## EXTRACTED RECORDS:
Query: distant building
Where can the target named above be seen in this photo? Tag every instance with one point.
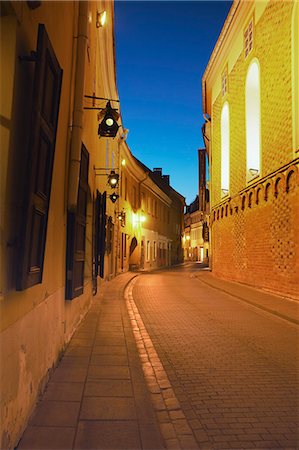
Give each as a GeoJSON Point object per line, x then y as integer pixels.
{"type": "Point", "coordinates": [196, 219]}
{"type": "Point", "coordinates": [152, 238]}
{"type": "Point", "coordinates": [251, 106]}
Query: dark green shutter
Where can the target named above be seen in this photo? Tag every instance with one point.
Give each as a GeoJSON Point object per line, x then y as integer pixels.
{"type": "Point", "coordinates": [39, 168]}
{"type": "Point", "coordinates": [76, 233]}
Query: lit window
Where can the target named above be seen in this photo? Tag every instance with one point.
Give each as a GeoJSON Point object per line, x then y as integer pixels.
{"type": "Point", "coordinates": [225, 149]}
{"type": "Point", "coordinates": [295, 75]}
{"type": "Point", "coordinates": [148, 249]}
{"type": "Point", "coordinates": [224, 83]}
{"type": "Point", "coordinates": [253, 120]}
{"type": "Point", "coordinates": [248, 38]}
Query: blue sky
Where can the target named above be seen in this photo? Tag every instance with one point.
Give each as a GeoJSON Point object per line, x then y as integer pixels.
{"type": "Point", "coordinates": [162, 49]}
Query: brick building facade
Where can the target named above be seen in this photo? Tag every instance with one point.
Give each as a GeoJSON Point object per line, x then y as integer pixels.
{"type": "Point", "coordinates": [250, 101]}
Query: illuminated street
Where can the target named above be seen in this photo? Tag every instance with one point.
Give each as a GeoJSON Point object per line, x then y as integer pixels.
{"type": "Point", "coordinates": [233, 367]}
{"type": "Point", "coordinates": [159, 364]}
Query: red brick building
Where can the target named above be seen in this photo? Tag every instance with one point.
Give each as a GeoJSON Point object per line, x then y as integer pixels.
{"type": "Point", "coordinates": [250, 101]}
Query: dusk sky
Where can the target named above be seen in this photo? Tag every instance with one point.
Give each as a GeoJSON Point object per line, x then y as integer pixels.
{"type": "Point", "coordinates": [162, 49]}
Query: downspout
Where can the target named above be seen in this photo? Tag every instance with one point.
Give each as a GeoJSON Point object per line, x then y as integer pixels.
{"type": "Point", "coordinates": [77, 126]}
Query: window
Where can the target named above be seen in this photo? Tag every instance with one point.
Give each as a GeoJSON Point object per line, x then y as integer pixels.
{"type": "Point", "coordinates": [134, 197]}
{"type": "Point", "coordinates": [295, 76]}
{"type": "Point", "coordinates": [225, 149]}
{"type": "Point", "coordinates": [248, 38]}
{"type": "Point", "coordinates": [126, 188]}
{"type": "Point", "coordinates": [224, 86]}
{"type": "Point", "coordinates": [148, 249]}
{"type": "Point", "coordinates": [46, 99]}
{"type": "Point", "coordinates": [100, 233]}
{"type": "Point", "coordinates": [76, 231]}
{"type": "Point", "coordinates": [253, 120]}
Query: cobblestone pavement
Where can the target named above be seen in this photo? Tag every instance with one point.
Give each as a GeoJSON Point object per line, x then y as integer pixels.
{"type": "Point", "coordinates": [232, 368]}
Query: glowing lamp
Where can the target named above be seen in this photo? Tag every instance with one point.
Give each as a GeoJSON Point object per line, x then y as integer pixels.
{"type": "Point", "coordinates": [108, 127]}
{"type": "Point", "coordinates": [113, 179]}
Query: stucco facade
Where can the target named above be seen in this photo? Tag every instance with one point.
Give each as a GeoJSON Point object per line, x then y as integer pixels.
{"type": "Point", "coordinates": [250, 101]}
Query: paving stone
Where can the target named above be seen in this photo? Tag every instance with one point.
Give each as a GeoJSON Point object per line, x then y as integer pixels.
{"type": "Point", "coordinates": [107, 408]}
{"type": "Point", "coordinates": [109, 350]}
{"type": "Point", "coordinates": [114, 435]}
{"type": "Point", "coordinates": [108, 388]}
{"type": "Point", "coordinates": [70, 362]}
{"type": "Point", "coordinates": [70, 374]}
{"type": "Point", "coordinates": [55, 414]}
{"type": "Point", "coordinates": [62, 391]}
{"type": "Point", "coordinates": [109, 372]}
{"type": "Point", "coordinates": [109, 360]}
{"type": "Point", "coordinates": [47, 438]}
{"type": "Point", "coordinates": [78, 351]}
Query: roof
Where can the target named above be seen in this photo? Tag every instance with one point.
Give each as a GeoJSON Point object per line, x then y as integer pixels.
{"type": "Point", "coordinates": [159, 181]}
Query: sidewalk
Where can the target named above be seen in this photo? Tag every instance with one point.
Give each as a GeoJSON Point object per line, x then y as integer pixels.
{"type": "Point", "coordinates": [97, 397]}
{"type": "Point", "coordinates": [280, 306]}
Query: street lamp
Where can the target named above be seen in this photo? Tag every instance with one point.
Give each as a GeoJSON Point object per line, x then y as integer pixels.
{"type": "Point", "coordinates": [108, 127]}
{"type": "Point", "coordinates": [113, 179]}
{"type": "Point", "coordinates": [113, 197]}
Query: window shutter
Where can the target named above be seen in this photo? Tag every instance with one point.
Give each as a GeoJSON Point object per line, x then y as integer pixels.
{"type": "Point", "coordinates": [102, 233]}
{"type": "Point", "coordinates": [44, 118]}
{"type": "Point", "coordinates": [76, 231]}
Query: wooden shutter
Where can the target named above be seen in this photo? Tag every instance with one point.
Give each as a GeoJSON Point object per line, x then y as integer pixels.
{"type": "Point", "coordinates": [76, 233]}
{"type": "Point", "coordinates": [39, 168]}
{"type": "Point", "coordinates": [102, 233]}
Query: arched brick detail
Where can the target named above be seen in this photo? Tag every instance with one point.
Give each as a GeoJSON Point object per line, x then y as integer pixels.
{"type": "Point", "coordinates": [250, 196]}
{"type": "Point", "coordinates": [291, 177]}
{"type": "Point", "coordinates": [268, 189]}
{"type": "Point", "coordinates": [258, 195]}
{"type": "Point", "coordinates": [243, 202]}
{"type": "Point", "coordinates": [277, 186]}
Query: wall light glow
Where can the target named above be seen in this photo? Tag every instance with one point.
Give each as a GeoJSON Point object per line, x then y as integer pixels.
{"type": "Point", "coordinates": [225, 149]}
{"type": "Point", "coordinates": [253, 119]}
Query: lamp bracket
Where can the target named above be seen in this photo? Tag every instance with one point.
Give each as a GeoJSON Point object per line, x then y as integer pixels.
{"type": "Point", "coordinates": [29, 58]}
{"type": "Point", "coordinates": [101, 98]}
{"type": "Point", "coordinates": [105, 168]}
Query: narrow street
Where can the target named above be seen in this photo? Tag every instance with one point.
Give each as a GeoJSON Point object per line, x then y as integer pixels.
{"type": "Point", "coordinates": [165, 360]}
{"type": "Point", "coordinates": [233, 367]}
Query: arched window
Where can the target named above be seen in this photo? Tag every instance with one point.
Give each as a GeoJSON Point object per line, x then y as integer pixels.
{"type": "Point", "coordinates": [253, 120]}
{"type": "Point", "coordinates": [295, 76]}
{"type": "Point", "coordinates": [225, 149]}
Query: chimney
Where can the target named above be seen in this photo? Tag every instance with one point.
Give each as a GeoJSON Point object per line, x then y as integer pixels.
{"type": "Point", "coordinates": [202, 178]}
{"type": "Point", "coordinates": [166, 178]}
{"type": "Point", "coordinates": [158, 170]}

## WHAT YOU ARE ASKED TO DO:
Transcribe the listing in full. Omit the pictures and keep every line exact.

## ANSWER:
Query: distant building
Where can the target named above be seen in this photo? Tag every instance with one point.
Give each as a GeoJSON Point object per line, x then y as integer pixels.
{"type": "Point", "coordinates": [196, 219]}
{"type": "Point", "coordinates": [152, 238]}
{"type": "Point", "coordinates": [251, 106]}
Query: dark green shutter
Where can the target named above be seen in this photo? Tag every instance with one point.
Give each as a GeoJSON Point object per line, x then y as integer pixels.
{"type": "Point", "coordinates": [39, 168]}
{"type": "Point", "coordinates": [76, 233]}
Query: lit window
Where can the target named above be seen in this photo? Tag every instance with one point.
Give each as a GeoJSON Point object per line, x then y as integer pixels.
{"type": "Point", "coordinates": [225, 149]}
{"type": "Point", "coordinates": [295, 75]}
{"type": "Point", "coordinates": [148, 249]}
{"type": "Point", "coordinates": [224, 83]}
{"type": "Point", "coordinates": [253, 120]}
{"type": "Point", "coordinates": [248, 38]}
Query: blue sky
Where can the target named above be seen in this photo? Tag every instance with one point.
Give each as a GeoJSON Point object per line, x then y as integer pixels.
{"type": "Point", "coordinates": [162, 49]}
Query: brick building facade
Where can the target named above be seen in this photo? Tag every instance with one point.
Give each as a GeoJSON Point object per line, x then y as integer pixels.
{"type": "Point", "coordinates": [250, 101]}
Query: illuminated street
Where can the target named above be seen in this photo? Tag every instance with one point.
Give each as a GeoJSON Point object per line, x then y as integer pixels.
{"type": "Point", "coordinates": [233, 367]}
{"type": "Point", "coordinates": [159, 364]}
Query: red brick building
Where can the target named above be seen in this photo? Tag every instance with one point.
Give each as a GeoJSON Point object per line, x then y as integer pixels.
{"type": "Point", "coordinates": [250, 101]}
Query: dusk sky
Where can the target named above be seen in this photo? Tag every instance with one point.
Give each as a GeoJSON Point object per line, x then y as integer pixels.
{"type": "Point", "coordinates": [162, 49]}
Query: downspout
Where can the target named above be seen in this photo? Tag every instance with one point.
Give each as a GeoJSON Point object per line, x then y as integer pixels.
{"type": "Point", "coordinates": [77, 126]}
Query: window
Where can the target named above be seen in this photo? Tag every instance with one point.
Give each as a GeoJSON Point object per line, x then y as integer pixels.
{"type": "Point", "coordinates": [134, 197]}
{"type": "Point", "coordinates": [295, 76]}
{"type": "Point", "coordinates": [225, 149]}
{"type": "Point", "coordinates": [248, 38]}
{"type": "Point", "coordinates": [126, 188]}
{"type": "Point", "coordinates": [224, 86]}
{"type": "Point", "coordinates": [148, 249]}
{"type": "Point", "coordinates": [46, 99]}
{"type": "Point", "coordinates": [100, 233]}
{"type": "Point", "coordinates": [76, 231]}
{"type": "Point", "coordinates": [253, 120]}
Query: cobblestone pavement
Where can the target named above be seen in this photo? Tag every instance with one point.
Give each as a GeoJSON Point object per line, x then y as integer pixels.
{"type": "Point", "coordinates": [232, 368]}
Query: glowing lamp
Where can the target named above be seen in this photo? Tag every instance with one point.
Give each as a GeoJSON Point object per line, x then y as integer pixels.
{"type": "Point", "coordinates": [108, 127]}
{"type": "Point", "coordinates": [113, 179]}
Query: stucco facade
Where can the target named above be seen in this photo? Tag every instance with one point.
Give each as a GeoJSON Point object per line, x then y as integer pixels.
{"type": "Point", "coordinates": [250, 101]}
Query: paving stone
Where can the target named above be seen in this photo? Tag every instance with one point.
Give each as a GeoJSON Point object per line, x then y as integer pixels.
{"type": "Point", "coordinates": [107, 408]}
{"type": "Point", "coordinates": [109, 350]}
{"type": "Point", "coordinates": [114, 435]}
{"type": "Point", "coordinates": [108, 388]}
{"type": "Point", "coordinates": [70, 362]}
{"type": "Point", "coordinates": [70, 374]}
{"type": "Point", "coordinates": [55, 414]}
{"type": "Point", "coordinates": [62, 391]}
{"type": "Point", "coordinates": [109, 372]}
{"type": "Point", "coordinates": [109, 360]}
{"type": "Point", "coordinates": [47, 438]}
{"type": "Point", "coordinates": [78, 351]}
Query: roof
Where can the target named above be seen in this photo? Tag every instance with one point.
Give each as a GeoJSON Point object per line, x then y as integer pixels.
{"type": "Point", "coordinates": [159, 181]}
Query: sidewalk
Where can the target named above be seen in this photo? Tag every instance with one point.
Give each as a GeoJSON Point object per line, x then y as integer pixels.
{"type": "Point", "coordinates": [97, 397]}
{"type": "Point", "coordinates": [280, 306]}
Query: street lamp
Where can the target named above be seen in this photo? Tag every instance with one point.
Give each as a GeoJSON Point object per line, x then y as integer pixels.
{"type": "Point", "coordinates": [108, 127]}
{"type": "Point", "coordinates": [113, 179]}
{"type": "Point", "coordinates": [113, 197]}
Query: window shutter
Where can the target named above be seen in this photo? Tag every instance with one point.
Give each as a GeoJSON Point object per line, x then y as integer pixels.
{"type": "Point", "coordinates": [102, 233]}
{"type": "Point", "coordinates": [44, 118]}
{"type": "Point", "coordinates": [76, 231]}
Query: wooden shutter
Where can the target named above be seen in this photo? Tag every instance with one point.
Give each as a GeoJSON Point object per line, x then y as integer pixels.
{"type": "Point", "coordinates": [76, 233]}
{"type": "Point", "coordinates": [39, 168]}
{"type": "Point", "coordinates": [102, 233]}
Query: arched brick detail
Where can the target named above be seen in this photo? Tag every instance with one point.
Give each as a GeoJSON Point object per line, x then y as integer pixels.
{"type": "Point", "coordinates": [250, 196]}
{"type": "Point", "coordinates": [291, 177]}
{"type": "Point", "coordinates": [268, 189]}
{"type": "Point", "coordinates": [258, 195]}
{"type": "Point", "coordinates": [243, 202]}
{"type": "Point", "coordinates": [277, 186]}
Query: wall light glow
Where can the target named above be seen in this photo? Tag every instance with one point.
Give each as a GeoJSON Point object per line, x then y as integer pixels.
{"type": "Point", "coordinates": [225, 149]}
{"type": "Point", "coordinates": [253, 119]}
Query: lamp bracket
Where can the target named above be seen in this photo? Tag every instance with one point.
Give each as a GeoJSON Point object per line, x then y as integer pixels.
{"type": "Point", "coordinates": [29, 58]}
{"type": "Point", "coordinates": [101, 98]}
{"type": "Point", "coordinates": [105, 168]}
Query: narrow street
Where can the target named above be seen in this photo? Tag every instance with one point.
Give each as a GeoJSON Point object per line, x then y as integer pixels.
{"type": "Point", "coordinates": [165, 360]}
{"type": "Point", "coordinates": [233, 367]}
Query: arched window
Where can the target named above be seen in this photo? Tag every instance with one point.
Give each as a GeoJSON Point object per line, x then y as integer pixels.
{"type": "Point", "coordinates": [253, 120]}
{"type": "Point", "coordinates": [295, 76]}
{"type": "Point", "coordinates": [225, 149]}
Query: chimney
Where can the target named above be seen in this photo? Tag every instance with one point.
Give each as a GeoJSON Point object per line, x then y as integer pixels.
{"type": "Point", "coordinates": [202, 178]}
{"type": "Point", "coordinates": [166, 178]}
{"type": "Point", "coordinates": [158, 170]}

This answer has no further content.